*Provided text:*
>> begin

However, if you current system is so far off what is recommend for proper Atmos playback, you can't really consider it ideal for proper reproduction of the current formats either....

I share Roger's thoughts.....

"Yes, there's nothing worse than solving a problem that does not exist. Do people really complain about distorted soundfields and lust for remapping? To me the big issue that object audio solves is the "channels race." That is quite different from achieving unified soundfields on random speaker systems, and I do not think either MDA or Trinnov can do much about that."

Adding object is only going to magnify the "issues" one might have if they are unable, or unwilling, to adjust their setup that is far off from what they specify.

I will add this...

Just because you have a 9.1 setup now that doesn't conform to their "requirements" (loose quotes) do you need to keep running it as such? Surely you have at least two surround channels that can be used in a 5.1.2 or 5.1.4 setup.. or maybe 7.1.4 with wides and one pair of surrounds...

>> end

*List of tasks:*
a – Answer these questions about the forum post on Atmos speaker setups:
(i) Whose thoughts does the writer say they share?
(ii) According to the quoted passage, what is the big issue that object audio solves?
(iii) Which speaker configurations does the last paragraph propose for someone with a nonconforming 9.1 setup?
b – Resume the forum post on Atmos speaker setups from the point where it stops.
The data that comes after this post has no connection to it.

*Material:*

>> begin

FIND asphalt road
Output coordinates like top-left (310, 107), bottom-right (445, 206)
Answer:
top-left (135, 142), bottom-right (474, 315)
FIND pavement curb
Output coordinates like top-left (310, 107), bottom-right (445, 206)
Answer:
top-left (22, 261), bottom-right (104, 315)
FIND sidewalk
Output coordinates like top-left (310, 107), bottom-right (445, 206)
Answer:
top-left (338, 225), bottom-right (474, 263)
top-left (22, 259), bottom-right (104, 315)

>> end
>> begin

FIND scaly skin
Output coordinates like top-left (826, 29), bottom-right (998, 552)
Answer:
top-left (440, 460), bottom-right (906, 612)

>> end
>> begin

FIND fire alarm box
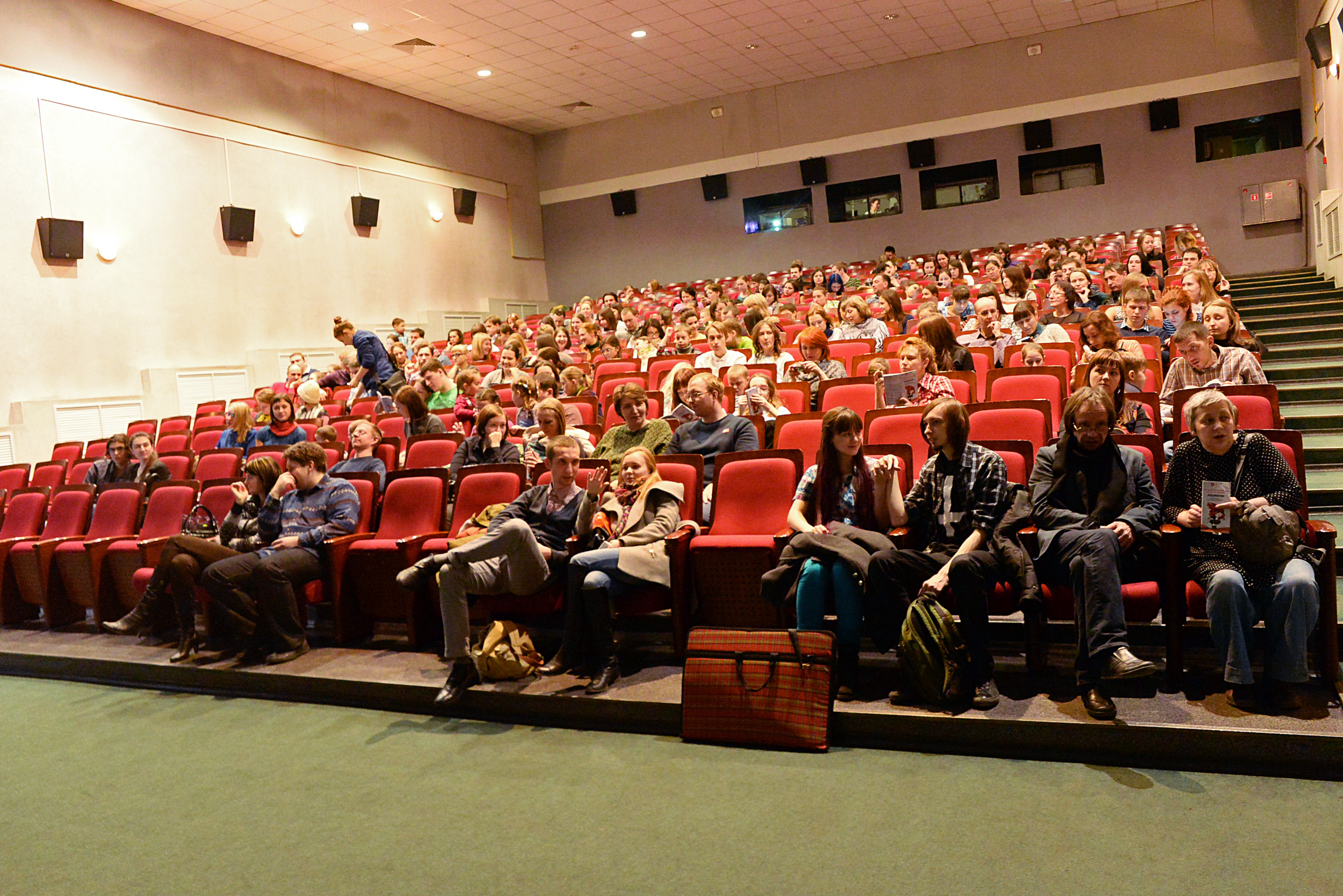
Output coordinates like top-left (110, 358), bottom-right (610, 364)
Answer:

>> end

*Answers:*
a –
(i) Roger's.
(ii) The "channels race."
(iii) 5.1.2 or 5.1.4, or possibly 7.1.4 with wides and one pair of surrounds.

b –
I'd much rather have that than upmixed matrix decoding..

I'm just saying'...
The hope with Dolby Atmos was that it would do as well as it could, given any speaker setup, ala Dolby Vision and the next generation of high definition displays. Radically altering a setup just to accommodate Dolby Atmos or buying new speakers that allow for Dolby Atmos is simply not in the cards. There is always the possibility of running two different audio systems, utilizing different speakers is a possibility; i.e., separate banks of ceiling speaker and separate height speakers, but that is not likely to occur in the first generation of home Dolby Atmos. The promise of Dolby Atmos in home theaters is certainly alluring, for those who can conform to Dolby specifications. However, I would state that I have heard a lot of mediocre Dolby Atmos mixes in theaters and if the same thing should occur at home, that would be too bad.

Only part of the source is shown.